_PROBLEM STATEMENT:_
Retype every entry in its entirety, without alteration.
START MATERIAL FOR THE TASK
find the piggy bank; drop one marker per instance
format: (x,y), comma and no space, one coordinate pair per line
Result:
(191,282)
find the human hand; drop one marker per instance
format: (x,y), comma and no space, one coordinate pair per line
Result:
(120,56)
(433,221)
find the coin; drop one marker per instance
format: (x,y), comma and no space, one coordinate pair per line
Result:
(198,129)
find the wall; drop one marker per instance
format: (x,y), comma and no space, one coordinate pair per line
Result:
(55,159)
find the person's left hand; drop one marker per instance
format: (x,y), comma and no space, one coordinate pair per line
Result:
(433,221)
END MATERIAL FOR THE TASK
_EXERCISE RESULT:_
find the piggy bank; drop one marker per instance
format: (x,y), comma and no space, one coordinate pair per line
Result:
(191,282)
find the human hand; drop one marker per instance
format: (x,y), comma and no space, one coordinate pair per line
Result:
(120,56)
(433,221)
find the coin; drop one marker per instance
format: (x,y), comma and no space, one coordinate pair per line
Result:
(198,129)
find the wall; drop one marker per instance
format: (x,y), comma and no space, one coordinate pair per line
Result:
(55,159)
find the person's left hand; drop one marker per instance
format: (x,y), comma and no space, one coordinate pair per line
Result:
(433,221)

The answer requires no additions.